And that's exactly what caused the craziness... I used to be "internet popular" over there, haha.  I never asked for it... I don't know how the f**k it happened... it got to the point where people were making fan pages for me on FB and I had to ask them to take it down because I thought that was just a *step* over the line and a bit too weird for even *me* to handle.    But I guess my sarcastic sense of humor made *A LOT* of the girls laugh and I was well loved on the wedding forum.  When we "graduated" to the married life sister forum, things started splitting... women started getting pregnant... hormones started flying... I'm SUUUUUUUUUPER BNOTB... so the ones having babies started hating me and no longer appreciated the same humor they thought was hilarious before...   The BSC one I described above, got pregnant and somehow got it in her head that I would hate her because of it?  I dunno...

But half the girls loved me and half of them hated me... and then the stalkers started coming out.

And then I decided that internet pregnant ladies are possessed and crazy and it was best to back out quietly while they weren't looking because they were too busy feeding on someone else.  

So I take shelter in the nice balance of testosterone and estrogen... because straight up estrogen is a death wish.   

Ps.  Thanks for the compliment, haha.  Since I made you laugh, hopefully if you see me comment later, you'll realize that most of the "sarcastic" things I say aren't meant in malice... I just have a twisted sense of humor.


----------



## Trever1t (Aug 9, 2011)

Attention hungry is how you strike me. Defensive too. But hey, I'm just a bystander here


----------



## e.rose (Aug 9, 2011)

Trever1t said:


> Attention hungry is how you strike me. Defensive too. But hey, I'm just a bystander here



No.  You commented.  NOW YOU'RE INVOLVED! :greendev:


----------



## Bitter Jeweler (Aug 9, 2011)

Aww. How cute. A "victim" thread. :roll:


----------



## Robin Usagani (Aug 9, 2011)

Stop talking about me erose!


----------



## e.rose (Aug 9, 2011)

Schwettylens said:


> Stop talking about me erose!



STOP STALKING ME THEN!  JEEZ!


----------



## MattK0138 (Aug 9, 2011)

If I  could get this much attention in a cc. Good bad rude ignorant or otherwise I would be a pro already. Lol


----------



## c.cloudwalker (Aug 9, 2011)

OK, let me explain... o sabrina.

When every darn thread you start turns into a 4 to 10 pagers within a couple hours, there is a problem with YOU! Even if there is a problem with some others, you are not free of blame. So, if you really want this to change, start by looking at yourself. OK?

**Records shown**
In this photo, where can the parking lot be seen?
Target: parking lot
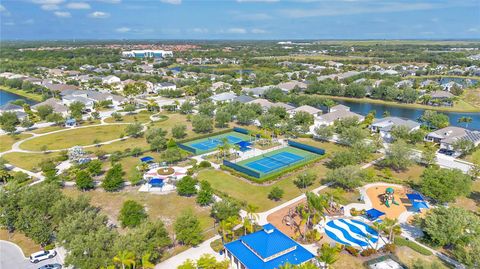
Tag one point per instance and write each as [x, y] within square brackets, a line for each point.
[11, 256]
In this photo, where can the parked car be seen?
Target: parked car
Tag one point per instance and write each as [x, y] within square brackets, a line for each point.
[42, 255]
[51, 266]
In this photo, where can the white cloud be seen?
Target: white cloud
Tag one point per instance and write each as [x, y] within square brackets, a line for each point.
[258, 31]
[200, 30]
[172, 2]
[258, 1]
[123, 30]
[49, 7]
[99, 15]
[48, 2]
[62, 14]
[237, 31]
[78, 5]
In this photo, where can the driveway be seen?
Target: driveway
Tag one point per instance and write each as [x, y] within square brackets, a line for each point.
[11, 256]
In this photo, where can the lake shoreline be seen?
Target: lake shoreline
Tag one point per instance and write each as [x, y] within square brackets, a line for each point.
[26, 95]
[395, 104]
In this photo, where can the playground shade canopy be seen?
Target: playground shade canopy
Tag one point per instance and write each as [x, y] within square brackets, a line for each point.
[147, 159]
[373, 214]
[156, 182]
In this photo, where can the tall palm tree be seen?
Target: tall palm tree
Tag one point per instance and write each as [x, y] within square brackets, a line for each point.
[125, 258]
[328, 255]
[465, 120]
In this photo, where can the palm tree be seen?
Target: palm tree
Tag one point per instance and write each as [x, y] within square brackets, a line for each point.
[146, 264]
[465, 120]
[125, 258]
[328, 255]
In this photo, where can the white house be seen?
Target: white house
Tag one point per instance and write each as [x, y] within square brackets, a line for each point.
[110, 80]
[385, 125]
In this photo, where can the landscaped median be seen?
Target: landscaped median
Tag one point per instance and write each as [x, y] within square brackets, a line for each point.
[74, 137]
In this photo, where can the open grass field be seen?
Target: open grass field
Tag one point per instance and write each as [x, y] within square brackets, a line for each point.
[6, 141]
[162, 207]
[142, 117]
[74, 137]
[243, 190]
[26, 244]
[28, 161]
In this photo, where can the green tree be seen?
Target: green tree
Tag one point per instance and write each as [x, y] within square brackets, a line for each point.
[179, 131]
[114, 178]
[398, 156]
[186, 186]
[187, 229]
[134, 129]
[202, 123]
[275, 194]
[444, 185]
[84, 181]
[132, 214]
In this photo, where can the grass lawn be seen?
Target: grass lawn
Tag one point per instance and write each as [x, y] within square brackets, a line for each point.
[74, 137]
[6, 141]
[143, 117]
[243, 190]
[48, 129]
[28, 161]
[159, 207]
[25, 243]
[472, 201]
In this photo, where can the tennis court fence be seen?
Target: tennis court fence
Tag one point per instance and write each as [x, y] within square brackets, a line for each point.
[242, 169]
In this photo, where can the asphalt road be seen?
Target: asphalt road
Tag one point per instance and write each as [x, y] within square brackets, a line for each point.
[11, 257]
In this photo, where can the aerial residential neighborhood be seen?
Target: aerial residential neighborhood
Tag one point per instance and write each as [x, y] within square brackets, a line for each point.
[239, 134]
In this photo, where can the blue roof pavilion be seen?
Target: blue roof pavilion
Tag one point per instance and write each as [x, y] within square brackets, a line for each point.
[266, 249]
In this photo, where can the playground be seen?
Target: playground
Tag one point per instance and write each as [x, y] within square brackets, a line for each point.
[388, 199]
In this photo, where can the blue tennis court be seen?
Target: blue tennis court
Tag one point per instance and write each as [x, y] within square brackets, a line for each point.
[210, 143]
[274, 162]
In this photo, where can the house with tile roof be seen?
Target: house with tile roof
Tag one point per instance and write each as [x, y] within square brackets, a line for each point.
[268, 248]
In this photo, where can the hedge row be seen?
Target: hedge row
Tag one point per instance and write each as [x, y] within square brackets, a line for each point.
[411, 244]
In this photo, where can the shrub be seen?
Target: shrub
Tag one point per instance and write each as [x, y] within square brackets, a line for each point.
[411, 244]
[353, 251]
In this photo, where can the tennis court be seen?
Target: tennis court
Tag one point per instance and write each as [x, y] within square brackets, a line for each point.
[274, 162]
[204, 145]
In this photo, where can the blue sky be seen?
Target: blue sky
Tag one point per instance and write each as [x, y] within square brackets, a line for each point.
[239, 19]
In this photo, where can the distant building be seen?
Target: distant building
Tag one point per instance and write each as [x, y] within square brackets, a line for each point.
[385, 125]
[447, 136]
[266, 249]
[147, 54]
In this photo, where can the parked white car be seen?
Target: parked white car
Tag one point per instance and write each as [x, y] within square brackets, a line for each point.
[42, 255]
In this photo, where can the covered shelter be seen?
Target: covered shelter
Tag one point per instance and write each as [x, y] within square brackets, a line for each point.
[147, 159]
[373, 214]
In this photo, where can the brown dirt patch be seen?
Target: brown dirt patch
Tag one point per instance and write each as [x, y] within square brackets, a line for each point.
[394, 211]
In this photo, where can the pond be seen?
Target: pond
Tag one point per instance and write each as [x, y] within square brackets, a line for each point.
[410, 113]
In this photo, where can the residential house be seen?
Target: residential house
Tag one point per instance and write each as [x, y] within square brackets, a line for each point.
[164, 86]
[243, 99]
[292, 85]
[109, 80]
[56, 105]
[447, 136]
[308, 109]
[385, 125]
[268, 248]
[336, 113]
[223, 97]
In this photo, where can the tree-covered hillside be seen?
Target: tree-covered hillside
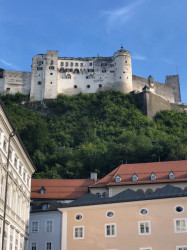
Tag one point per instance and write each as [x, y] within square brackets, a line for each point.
[95, 132]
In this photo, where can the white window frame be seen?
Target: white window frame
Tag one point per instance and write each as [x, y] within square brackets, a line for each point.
[46, 227]
[177, 248]
[46, 244]
[115, 230]
[32, 245]
[139, 228]
[180, 231]
[34, 221]
[146, 248]
[78, 238]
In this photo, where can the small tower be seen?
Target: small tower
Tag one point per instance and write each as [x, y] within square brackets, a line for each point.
[123, 70]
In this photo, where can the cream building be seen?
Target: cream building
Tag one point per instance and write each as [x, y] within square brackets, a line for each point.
[15, 185]
[144, 214]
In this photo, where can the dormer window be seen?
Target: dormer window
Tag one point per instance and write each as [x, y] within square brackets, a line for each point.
[42, 190]
[45, 206]
[153, 176]
[134, 177]
[118, 178]
[171, 175]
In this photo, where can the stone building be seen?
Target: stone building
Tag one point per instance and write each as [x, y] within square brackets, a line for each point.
[16, 169]
[135, 207]
[52, 75]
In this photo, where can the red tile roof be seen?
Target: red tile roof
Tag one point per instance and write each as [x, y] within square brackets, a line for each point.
[144, 171]
[60, 189]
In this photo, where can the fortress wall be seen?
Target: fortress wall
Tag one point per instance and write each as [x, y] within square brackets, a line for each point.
[85, 81]
[164, 91]
[138, 83]
[16, 81]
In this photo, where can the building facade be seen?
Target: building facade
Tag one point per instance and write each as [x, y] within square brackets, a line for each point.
[16, 170]
[52, 75]
[135, 207]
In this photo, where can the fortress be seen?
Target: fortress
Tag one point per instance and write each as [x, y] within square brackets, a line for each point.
[52, 75]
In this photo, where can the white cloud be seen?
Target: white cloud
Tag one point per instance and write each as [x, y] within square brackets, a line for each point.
[139, 57]
[7, 64]
[121, 15]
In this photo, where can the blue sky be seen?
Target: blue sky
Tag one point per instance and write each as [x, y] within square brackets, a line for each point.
[154, 31]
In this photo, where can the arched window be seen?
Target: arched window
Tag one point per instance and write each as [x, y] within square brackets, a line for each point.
[118, 178]
[153, 176]
[68, 76]
[134, 177]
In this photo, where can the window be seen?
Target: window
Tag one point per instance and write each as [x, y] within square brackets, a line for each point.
[143, 211]
[48, 246]
[78, 217]
[45, 206]
[134, 177]
[110, 214]
[180, 225]
[179, 209]
[33, 246]
[110, 230]
[182, 248]
[118, 178]
[153, 176]
[34, 226]
[144, 227]
[78, 232]
[171, 175]
[49, 226]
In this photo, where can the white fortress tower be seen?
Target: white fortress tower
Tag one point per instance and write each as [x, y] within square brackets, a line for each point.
[123, 71]
[52, 75]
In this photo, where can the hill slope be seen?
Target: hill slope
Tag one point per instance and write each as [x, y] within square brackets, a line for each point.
[95, 132]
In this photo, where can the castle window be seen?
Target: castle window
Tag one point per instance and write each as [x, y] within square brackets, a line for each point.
[68, 76]
[134, 177]
[51, 67]
[118, 178]
[153, 176]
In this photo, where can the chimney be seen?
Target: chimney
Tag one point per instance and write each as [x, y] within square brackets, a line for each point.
[93, 176]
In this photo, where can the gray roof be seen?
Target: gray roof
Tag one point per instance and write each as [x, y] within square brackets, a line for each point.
[128, 195]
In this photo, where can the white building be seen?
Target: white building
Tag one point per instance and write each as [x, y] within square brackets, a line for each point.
[16, 170]
[52, 75]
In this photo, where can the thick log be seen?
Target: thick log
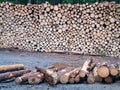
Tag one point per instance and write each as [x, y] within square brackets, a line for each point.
[71, 80]
[84, 70]
[51, 76]
[58, 66]
[77, 79]
[36, 78]
[24, 78]
[15, 67]
[96, 76]
[90, 78]
[11, 75]
[103, 71]
[65, 78]
[108, 80]
[113, 70]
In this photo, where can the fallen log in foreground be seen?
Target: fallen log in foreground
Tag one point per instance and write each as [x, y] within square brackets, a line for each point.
[31, 77]
[15, 67]
[10, 75]
[51, 76]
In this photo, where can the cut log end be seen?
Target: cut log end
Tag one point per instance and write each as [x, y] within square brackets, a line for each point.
[64, 79]
[103, 71]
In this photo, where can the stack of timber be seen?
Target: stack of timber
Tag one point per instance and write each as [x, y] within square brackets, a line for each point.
[89, 72]
[82, 29]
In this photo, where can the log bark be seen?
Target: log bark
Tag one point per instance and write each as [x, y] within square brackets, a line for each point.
[11, 75]
[24, 78]
[96, 76]
[90, 78]
[84, 70]
[113, 70]
[77, 79]
[15, 67]
[51, 76]
[36, 79]
[108, 80]
[103, 71]
[65, 78]
[58, 66]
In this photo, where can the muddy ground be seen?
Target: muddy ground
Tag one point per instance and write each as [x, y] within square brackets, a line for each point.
[32, 59]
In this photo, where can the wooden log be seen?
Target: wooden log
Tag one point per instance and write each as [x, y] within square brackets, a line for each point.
[84, 70]
[113, 70]
[90, 78]
[15, 67]
[51, 76]
[108, 80]
[36, 79]
[24, 78]
[11, 75]
[96, 76]
[103, 71]
[71, 80]
[58, 66]
[77, 79]
[65, 78]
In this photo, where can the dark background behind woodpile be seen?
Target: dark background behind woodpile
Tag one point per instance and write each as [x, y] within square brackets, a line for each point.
[57, 1]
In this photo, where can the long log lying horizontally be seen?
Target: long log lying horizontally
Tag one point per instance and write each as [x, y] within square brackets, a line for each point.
[11, 75]
[15, 67]
[65, 77]
[36, 78]
[103, 71]
[51, 76]
[84, 70]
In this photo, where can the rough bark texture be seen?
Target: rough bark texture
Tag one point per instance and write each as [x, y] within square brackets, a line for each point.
[15, 67]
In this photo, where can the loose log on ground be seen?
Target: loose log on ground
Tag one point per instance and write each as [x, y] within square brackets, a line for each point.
[77, 79]
[58, 66]
[51, 76]
[84, 70]
[24, 78]
[11, 75]
[90, 78]
[96, 76]
[65, 77]
[108, 79]
[36, 78]
[15, 67]
[103, 71]
[113, 70]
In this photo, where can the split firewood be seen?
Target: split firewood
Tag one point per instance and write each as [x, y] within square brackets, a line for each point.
[96, 76]
[36, 78]
[108, 80]
[84, 70]
[103, 71]
[113, 70]
[58, 66]
[51, 76]
[65, 77]
[71, 80]
[24, 78]
[90, 78]
[10, 75]
[15, 67]
[77, 79]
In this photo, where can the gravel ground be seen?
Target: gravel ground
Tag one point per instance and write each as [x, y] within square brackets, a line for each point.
[32, 59]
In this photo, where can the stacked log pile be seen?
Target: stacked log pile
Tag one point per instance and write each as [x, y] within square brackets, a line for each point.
[84, 29]
[89, 72]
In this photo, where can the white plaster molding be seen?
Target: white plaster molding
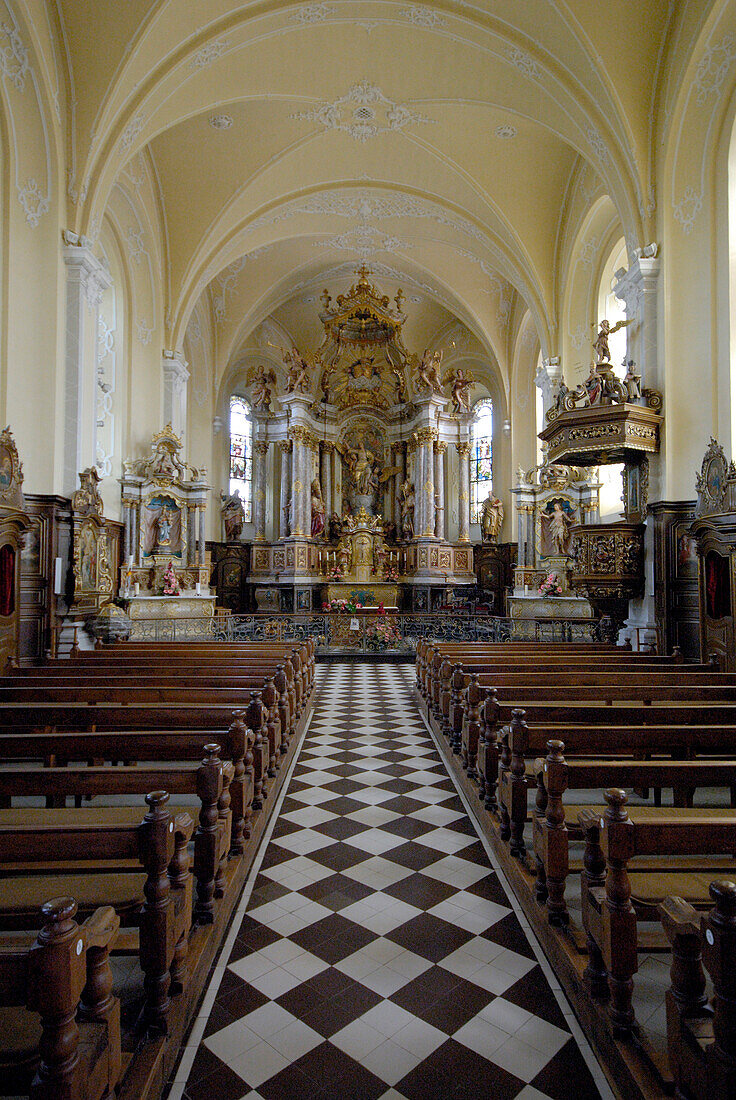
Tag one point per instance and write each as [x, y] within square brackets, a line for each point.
[363, 112]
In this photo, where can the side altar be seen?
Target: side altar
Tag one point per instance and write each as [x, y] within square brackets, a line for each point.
[550, 501]
[363, 440]
[164, 572]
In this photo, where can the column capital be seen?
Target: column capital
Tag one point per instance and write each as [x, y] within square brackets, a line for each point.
[81, 264]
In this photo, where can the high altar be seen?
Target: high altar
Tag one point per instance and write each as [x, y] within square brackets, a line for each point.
[364, 429]
[164, 573]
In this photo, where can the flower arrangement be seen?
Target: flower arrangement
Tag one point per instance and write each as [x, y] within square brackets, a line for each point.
[171, 582]
[347, 606]
[550, 586]
[382, 635]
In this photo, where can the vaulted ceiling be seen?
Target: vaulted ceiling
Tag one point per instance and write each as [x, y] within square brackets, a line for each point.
[436, 141]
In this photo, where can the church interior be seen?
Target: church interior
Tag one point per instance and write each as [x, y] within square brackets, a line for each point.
[368, 549]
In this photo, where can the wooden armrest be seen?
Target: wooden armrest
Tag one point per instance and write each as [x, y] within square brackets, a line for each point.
[679, 917]
[184, 825]
[589, 820]
[101, 927]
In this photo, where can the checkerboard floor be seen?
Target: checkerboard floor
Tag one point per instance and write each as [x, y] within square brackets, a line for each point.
[379, 954]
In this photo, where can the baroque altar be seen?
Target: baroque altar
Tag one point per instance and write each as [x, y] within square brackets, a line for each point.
[363, 440]
[164, 572]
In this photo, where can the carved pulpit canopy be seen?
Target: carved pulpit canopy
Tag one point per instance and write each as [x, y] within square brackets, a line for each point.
[11, 474]
[716, 483]
[164, 464]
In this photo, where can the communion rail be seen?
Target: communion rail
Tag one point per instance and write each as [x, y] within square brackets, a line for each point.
[362, 630]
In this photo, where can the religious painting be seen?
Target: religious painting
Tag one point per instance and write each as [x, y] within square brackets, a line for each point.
[162, 527]
[557, 516]
[685, 551]
[717, 585]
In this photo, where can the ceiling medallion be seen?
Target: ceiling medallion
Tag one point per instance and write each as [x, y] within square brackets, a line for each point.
[363, 112]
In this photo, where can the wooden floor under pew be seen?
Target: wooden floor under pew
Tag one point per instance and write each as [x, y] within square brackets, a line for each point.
[637, 1076]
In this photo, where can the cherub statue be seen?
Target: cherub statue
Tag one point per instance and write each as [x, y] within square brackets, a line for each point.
[492, 518]
[601, 342]
[460, 383]
[296, 382]
[261, 392]
[429, 371]
[632, 381]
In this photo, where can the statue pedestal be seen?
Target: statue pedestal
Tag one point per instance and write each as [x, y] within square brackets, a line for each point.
[526, 612]
[370, 594]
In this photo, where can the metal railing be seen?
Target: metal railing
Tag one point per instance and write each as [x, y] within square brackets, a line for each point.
[362, 630]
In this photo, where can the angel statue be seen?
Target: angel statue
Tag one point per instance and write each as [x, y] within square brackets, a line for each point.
[261, 392]
[460, 383]
[601, 342]
[296, 381]
[492, 518]
[429, 371]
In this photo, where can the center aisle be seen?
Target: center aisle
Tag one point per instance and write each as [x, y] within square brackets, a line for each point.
[380, 955]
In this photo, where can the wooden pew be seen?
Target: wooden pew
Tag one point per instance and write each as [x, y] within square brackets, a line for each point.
[701, 1036]
[553, 820]
[608, 887]
[69, 1046]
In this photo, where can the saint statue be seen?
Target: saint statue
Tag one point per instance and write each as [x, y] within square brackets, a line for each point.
[460, 383]
[318, 509]
[406, 498]
[492, 518]
[233, 516]
[262, 383]
[601, 342]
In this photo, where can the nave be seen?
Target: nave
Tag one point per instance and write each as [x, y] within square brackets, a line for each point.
[375, 950]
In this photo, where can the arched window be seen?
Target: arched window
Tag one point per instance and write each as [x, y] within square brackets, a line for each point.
[241, 455]
[481, 458]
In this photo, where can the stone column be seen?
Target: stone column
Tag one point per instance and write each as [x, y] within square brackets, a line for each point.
[260, 451]
[463, 510]
[300, 482]
[86, 282]
[326, 476]
[547, 380]
[201, 510]
[176, 376]
[399, 461]
[285, 494]
[439, 488]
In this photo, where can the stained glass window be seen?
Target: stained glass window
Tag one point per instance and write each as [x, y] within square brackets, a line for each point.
[481, 458]
[241, 458]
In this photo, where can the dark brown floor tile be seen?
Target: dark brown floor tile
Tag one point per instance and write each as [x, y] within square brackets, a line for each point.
[336, 883]
[420, 891]
[333, 938]
[342, 805]
[429, 936]
[333, 1014]
[336, 1073]
[408, 827]
[511, 934]
[340, 828]
[453, 1010]
[339, 857]
[289, 1085]
[568, 1065]
[415, 856]
[533, 992]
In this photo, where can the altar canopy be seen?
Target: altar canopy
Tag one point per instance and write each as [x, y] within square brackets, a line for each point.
[368, 432]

**Tasks to complete**
(A) Reproduce everything in the forum thread from "But half the" down to "a death wish.".
(B) Name each distinct username that appears in a post heading of the forum thread.
Work from the forum thread alone.

**Answers to the exercise**
(A)
But half the girls loved me and half of them hated me... and then the stalkers started coming out.

And then I decided that internet pregnant ladies are possessed and crazy and it was best to back out quietly while they weren't looking because they were too busy feeding on someone else.  

So I take shelter in the nice balance of testosterone and estrogen... because straight up estrogen is a death wish.

(B)
Trever1t
e.rose
Bitter Jeweler
Robin Usagani
MattK0138
c.cloudwalker